• **PAGE EXTRACT**:

The Florida Court of Appeals said it was okay.
Judge Leslie B. Rothenberg of the Florida District Court of Appeal, Third District wrote the opinion in a case where the trial court ordered the deposition of a non-testifying accounting expert witness and also issued an order requiring the petitioner to show cause why he should not be sanctioned for instructing that expert witness to refuse to answer deposition questions at a prior ordered deposition.
This case involved a dispute over the interests in funds derived from a business sale. In Rocca v. Rones, Mathew Rocca had little personal knowledge as to the value of the business left to him by his father and grandfather. The defendant sold the business for the trust. The plaintiff alleged that the defendant deprived him of the proceeds. The plaintiff hired an accounting expert witness to review the record and the numbers, form an expert opinion regarding the amount of financial damages, and assist him in his preparation of the case. The accounting expert was initially placed on the plaintiff’s list of testifying witnesses, but was removed when the defendant notified the plaintiff that they intended to depose the expert.
Even though the plaintiff claimed that the accounting possessed no material factual information that had not been provided to the defendant, and subsequently amended his witness list by adding another accounting expert who would testify at trial. Defendant argued that he needed to depose plaintiff’s non-testifying accounting expert because the defendant had no other way to calculate the potential damages. Apparently persuaded by these arguments, the trial court ordered the non-testify accounting expert be deposed—but only as a non-expert fact witness. At the deposition, however, the defendant’s attorney asked several questions that likely fell under the work product or accountant-client privilege, including the methods and calculations of the damages the expert had formulated based on the plaintiff’s information. Plaintiff’s attorney instructed the expert not to answer these questions, and the defendants ended the deposition. The defendant then filed motions to compel the expert’s deposition testimony and requiring plaintiff’s attorney to show cause why he shouldn’t be held in contempt for refusing to comply with the earlier order requiring the expert’s deposition. The trial court granted both motions, and the appeal followed based on Florida Rule of Civil Procedure 1.280. It says that:
A party may discover facts known or opinions held by an expert who has been retained or specially employed by another party in anticipation of litigation or preparation for trial and who is not expected to be called as a witness at trial, only as provided in rule 1.360(b) or upon a showing of exceptional circumstances under which it is impracticable for the party seeking discovery to obtain facts or opinions on the same subject by other means.

• **PROBLEM STATEMENT**: Carry on with the write-up about deposing a non-testifying expert in Rocca v. Rones, picking up after its last sentence.

• **RECORDED INFORMATION**:
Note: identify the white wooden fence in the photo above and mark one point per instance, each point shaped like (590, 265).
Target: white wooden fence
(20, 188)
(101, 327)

• **OUTPUT FOR THIS EXERCISE**:
Judge Rothenberg wrote that the protection provided by Rule 1.280(b)(5)(B) applied to experts initially disclosed as testifying witnesses that were later withdrawn, as in the case of the non-testifying accounting expert. In these circumstances, where an expert has been specially employed in preparation of litigation but is not to be called as a witness at trial, the facts known or opinions by the expert are said to be work product. This information can only be discovered, the judge wrote, by a showing of exceptional circumstances, as is required by Rule 1.280.
Judge Rothenberg explained that the plaintiff’s accounting expert was “precisely the type of expert protected by rule 1.280.”
(i) He was hired to examine the data and provide his expert opinion based only on the information that he was given by the plaintiff;
(ii) He was without any personal knowledge of the underlying facts of the case other than those provided to him by the plaintiff or his attorney; and
(iii) He was withdrawn as a testifying witness.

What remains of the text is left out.